Here are some records; copy every line that holds the word "lavender".
[EXERCISE MATERIALS — start]
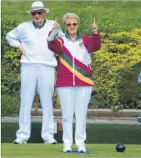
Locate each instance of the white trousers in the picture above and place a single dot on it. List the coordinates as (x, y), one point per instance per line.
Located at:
(42, 78)
(74, 100)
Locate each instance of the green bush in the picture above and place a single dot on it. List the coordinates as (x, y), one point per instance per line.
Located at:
(116, 68)
(9, 105)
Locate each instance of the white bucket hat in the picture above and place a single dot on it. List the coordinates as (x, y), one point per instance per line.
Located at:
(37, 6)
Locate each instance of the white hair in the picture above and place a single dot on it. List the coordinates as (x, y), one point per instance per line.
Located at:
(71, 16)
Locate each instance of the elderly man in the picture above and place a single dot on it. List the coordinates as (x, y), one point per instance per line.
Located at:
(37, 71)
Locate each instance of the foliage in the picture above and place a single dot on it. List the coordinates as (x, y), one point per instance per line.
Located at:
(116, 65)
(10, 105)
(116, 68)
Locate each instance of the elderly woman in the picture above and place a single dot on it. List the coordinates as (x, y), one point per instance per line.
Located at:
(74, 83)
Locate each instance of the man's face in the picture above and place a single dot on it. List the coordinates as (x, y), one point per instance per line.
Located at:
(38, 16)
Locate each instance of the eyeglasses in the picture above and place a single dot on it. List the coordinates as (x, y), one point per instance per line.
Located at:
(34, 13)
(73, 24)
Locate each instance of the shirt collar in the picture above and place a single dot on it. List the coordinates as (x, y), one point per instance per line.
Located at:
(39, 26)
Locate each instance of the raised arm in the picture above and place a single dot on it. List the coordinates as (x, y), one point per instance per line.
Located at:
(55, 43)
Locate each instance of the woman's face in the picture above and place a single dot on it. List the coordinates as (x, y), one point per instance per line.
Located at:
(72, 26)
(38, 16)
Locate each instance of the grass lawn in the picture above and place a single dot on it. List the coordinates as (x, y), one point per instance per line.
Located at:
(43, 150)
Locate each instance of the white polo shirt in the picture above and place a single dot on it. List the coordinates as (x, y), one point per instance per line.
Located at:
(34, 42)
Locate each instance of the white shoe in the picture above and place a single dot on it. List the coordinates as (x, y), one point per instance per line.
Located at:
(50, 141)
(81, 148)
(67, 149)
(18, 141)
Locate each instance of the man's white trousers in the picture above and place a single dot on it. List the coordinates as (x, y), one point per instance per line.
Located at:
(74, 100)
(42, 78)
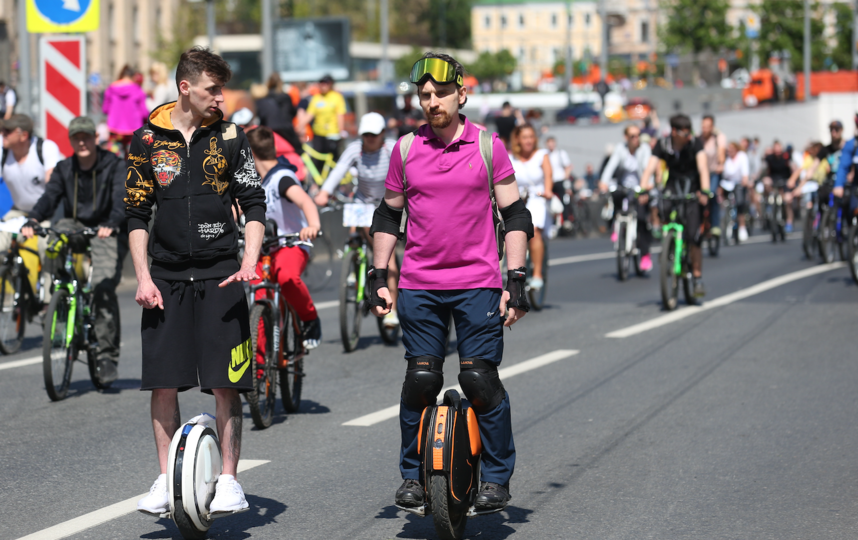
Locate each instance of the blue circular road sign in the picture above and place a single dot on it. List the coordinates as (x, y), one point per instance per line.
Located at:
(62, 11)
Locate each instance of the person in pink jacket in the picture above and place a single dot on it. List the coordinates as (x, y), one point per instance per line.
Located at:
(125, 107)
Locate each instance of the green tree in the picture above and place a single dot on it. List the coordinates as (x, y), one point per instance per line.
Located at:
(841, 52)
(493, 66)
(782, 29)
(695, 26)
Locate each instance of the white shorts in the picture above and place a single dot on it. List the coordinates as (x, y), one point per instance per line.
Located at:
(538, 207)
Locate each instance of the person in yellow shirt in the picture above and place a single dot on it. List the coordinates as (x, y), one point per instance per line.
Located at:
(326, 111)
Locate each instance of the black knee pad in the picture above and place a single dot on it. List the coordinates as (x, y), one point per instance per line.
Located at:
(481, 383)
(423, 381)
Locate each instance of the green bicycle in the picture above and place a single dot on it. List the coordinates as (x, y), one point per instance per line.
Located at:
(70, 318)
(675, 260)
(354, 297)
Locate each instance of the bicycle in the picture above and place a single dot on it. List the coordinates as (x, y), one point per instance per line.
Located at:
(626, 228)
(354, 297)
(19, 303)
(284, 352)
(70, 319)
(675, 260)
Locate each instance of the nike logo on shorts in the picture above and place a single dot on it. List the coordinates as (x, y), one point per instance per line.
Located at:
(240, 361)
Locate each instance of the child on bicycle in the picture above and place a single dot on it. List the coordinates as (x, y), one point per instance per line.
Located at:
(289, 206)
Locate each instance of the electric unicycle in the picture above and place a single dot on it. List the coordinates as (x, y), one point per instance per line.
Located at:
(193, 467)
(450, 446)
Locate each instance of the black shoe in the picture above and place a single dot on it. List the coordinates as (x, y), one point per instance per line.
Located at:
(410, 494)
(492, 497)
(312, 334)
(699, 290)
(107, 372)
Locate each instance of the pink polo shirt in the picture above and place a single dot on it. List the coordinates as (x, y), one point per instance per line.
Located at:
(451, 243)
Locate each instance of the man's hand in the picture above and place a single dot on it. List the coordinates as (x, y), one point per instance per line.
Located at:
(245, 274)
(148, 296)
(309, 233)
(514, 314)
(322, 198)
(384, 294)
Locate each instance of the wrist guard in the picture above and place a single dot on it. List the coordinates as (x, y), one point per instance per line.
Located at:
(376, 278)
(515, 286)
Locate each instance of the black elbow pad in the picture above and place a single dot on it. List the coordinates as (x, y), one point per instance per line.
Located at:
(387, 220)
(516, 217)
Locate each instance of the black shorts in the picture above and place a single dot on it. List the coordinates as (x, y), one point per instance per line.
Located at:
(200, 338)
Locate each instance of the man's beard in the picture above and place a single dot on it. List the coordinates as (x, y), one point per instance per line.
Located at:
(442, 122)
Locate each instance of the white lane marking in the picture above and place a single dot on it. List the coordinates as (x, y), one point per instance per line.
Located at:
(108, 513)
(682, 313)
(21, 363)
(505, 373)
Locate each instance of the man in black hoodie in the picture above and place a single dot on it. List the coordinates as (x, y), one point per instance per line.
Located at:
(195, 328)
(91, 185)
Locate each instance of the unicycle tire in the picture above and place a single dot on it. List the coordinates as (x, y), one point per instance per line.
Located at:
(669, 280)
(351, 311)
(262, 399)
(58, 353)
(449, 520)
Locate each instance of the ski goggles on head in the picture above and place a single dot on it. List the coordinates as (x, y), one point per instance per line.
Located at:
(440, 71)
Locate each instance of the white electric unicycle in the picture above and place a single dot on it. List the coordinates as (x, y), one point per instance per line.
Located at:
(193, 467)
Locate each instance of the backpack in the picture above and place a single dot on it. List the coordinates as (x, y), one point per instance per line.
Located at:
(486, 153)
(40, 142)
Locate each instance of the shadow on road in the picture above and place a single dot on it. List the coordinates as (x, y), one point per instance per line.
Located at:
(262, 512)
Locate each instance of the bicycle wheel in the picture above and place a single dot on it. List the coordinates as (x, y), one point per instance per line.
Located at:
(263, 397)
(449, 519)
(622, 256)
(320, 267)
(13, 320)
(669, 279)
(351, 312)
(58, 351)
(291, 376)
(537, 296)
(827, 236)
(852, 250)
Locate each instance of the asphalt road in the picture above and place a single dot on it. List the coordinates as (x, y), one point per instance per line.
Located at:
(733, 422)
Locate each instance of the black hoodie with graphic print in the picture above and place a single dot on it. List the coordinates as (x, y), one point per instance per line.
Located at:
(194, 186)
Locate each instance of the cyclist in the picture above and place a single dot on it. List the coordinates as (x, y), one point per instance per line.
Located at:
(624, 168)
(735, 178)
(370, 156)
(91, 186)
(533, 175)
(686, 162)
(450, 269)
(289, 206)
(779, 167)
(195, 326)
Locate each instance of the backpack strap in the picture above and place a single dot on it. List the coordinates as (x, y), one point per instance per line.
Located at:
(404, 146)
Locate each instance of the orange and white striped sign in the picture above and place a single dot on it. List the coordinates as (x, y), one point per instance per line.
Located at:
(62, 92)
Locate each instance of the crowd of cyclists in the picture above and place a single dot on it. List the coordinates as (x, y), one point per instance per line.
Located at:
(267, 174)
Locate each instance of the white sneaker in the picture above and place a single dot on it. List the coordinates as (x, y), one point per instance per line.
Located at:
(229, 497)
(158, 500)
(391, 320)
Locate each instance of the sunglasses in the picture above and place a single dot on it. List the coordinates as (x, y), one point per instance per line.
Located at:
(440, 71)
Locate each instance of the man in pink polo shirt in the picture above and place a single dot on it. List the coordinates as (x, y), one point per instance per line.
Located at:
(450, 269)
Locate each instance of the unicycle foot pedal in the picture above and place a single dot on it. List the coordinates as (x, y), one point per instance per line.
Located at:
(416, 510)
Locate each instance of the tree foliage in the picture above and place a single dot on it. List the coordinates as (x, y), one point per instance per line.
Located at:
(782, 29)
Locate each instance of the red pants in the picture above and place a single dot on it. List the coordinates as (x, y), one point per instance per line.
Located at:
(287, 264)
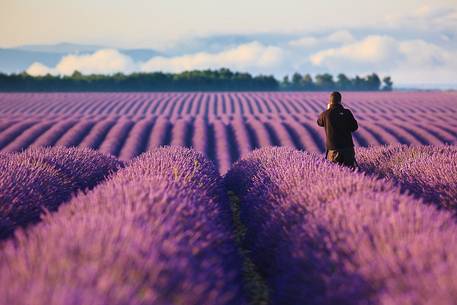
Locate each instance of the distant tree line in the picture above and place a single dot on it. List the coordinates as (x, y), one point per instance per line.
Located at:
(325, 82)
(197, 80)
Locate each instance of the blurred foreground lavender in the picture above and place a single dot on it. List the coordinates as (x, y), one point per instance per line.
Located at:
(429, 172)
(321, 234)
(43, 178)
(156, 233)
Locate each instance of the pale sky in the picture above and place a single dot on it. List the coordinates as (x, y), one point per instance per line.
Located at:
(411, 40)
(143, 23)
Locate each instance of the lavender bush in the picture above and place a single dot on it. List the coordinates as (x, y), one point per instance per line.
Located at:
(43, 178)
(156, 233)
(429, 172)
(321, 234)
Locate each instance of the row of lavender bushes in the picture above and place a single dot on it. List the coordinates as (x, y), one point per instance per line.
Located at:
(321, 234)
(428, 172)
(158, 232)
(40, 179)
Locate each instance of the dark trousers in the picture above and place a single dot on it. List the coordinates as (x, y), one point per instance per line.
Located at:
(344, 156)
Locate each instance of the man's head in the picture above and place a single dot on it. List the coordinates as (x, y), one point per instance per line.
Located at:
(335, 98)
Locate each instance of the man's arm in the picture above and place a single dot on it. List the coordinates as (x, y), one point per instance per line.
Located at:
(320, 120)
(353, 125)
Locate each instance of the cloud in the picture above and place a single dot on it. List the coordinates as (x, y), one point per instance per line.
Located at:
(105, 61)
(338, 37)
(407, 60)
(373, 50)
(252, 56)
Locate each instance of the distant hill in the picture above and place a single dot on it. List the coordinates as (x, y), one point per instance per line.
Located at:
(18, 59)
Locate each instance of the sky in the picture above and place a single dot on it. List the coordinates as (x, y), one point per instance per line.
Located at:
(413, 41)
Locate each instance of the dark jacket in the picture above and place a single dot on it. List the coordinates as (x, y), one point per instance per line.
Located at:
(339, 123)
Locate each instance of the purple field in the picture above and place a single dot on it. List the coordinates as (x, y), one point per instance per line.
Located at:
(223, 126)
(219, 215)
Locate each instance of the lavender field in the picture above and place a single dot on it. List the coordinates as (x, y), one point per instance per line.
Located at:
(223, 126)
(219, 215)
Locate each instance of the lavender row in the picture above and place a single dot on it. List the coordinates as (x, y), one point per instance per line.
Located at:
(222, 140)
(40, 179)
(429, 172)
(245, 103)
(156, 233)
(321, 234)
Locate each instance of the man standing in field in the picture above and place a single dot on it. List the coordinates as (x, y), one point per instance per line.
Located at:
(339, 123)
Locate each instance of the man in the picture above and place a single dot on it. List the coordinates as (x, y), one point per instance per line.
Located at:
(339, 123)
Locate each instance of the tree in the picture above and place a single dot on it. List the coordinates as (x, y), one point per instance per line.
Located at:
(343, 82)
(308, 83)
(388, 84)
(325, 81)
(373, 82)
(297, 81)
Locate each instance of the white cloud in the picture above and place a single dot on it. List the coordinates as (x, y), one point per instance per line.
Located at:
[EXERCISE MATERIALS — finish]
■ **WRITTEN ANSWER**
Locate each instance of the blurred foreground lavender in the picture above and place a single dot on it. List the coordinates as (x, y), one point per instance per line.
Locate each instance of the lavender bush in the picture above and place a single dot on it. List the coordinates as (x, y), one point per instance per line.
Locate each instance of the row of lavender bushes in the picture above and place a single dot on it. List the coordinates as (x, y), one point per instance per line.
Locate each instance of the lavender field in the picture above and place a single dot on it. List the coordinates as (x, y), one point per instance per line.
Locate each instance of the lavender row in the picture above and place a single dot on it. List the coordinates as (x, y), one point per instance per line.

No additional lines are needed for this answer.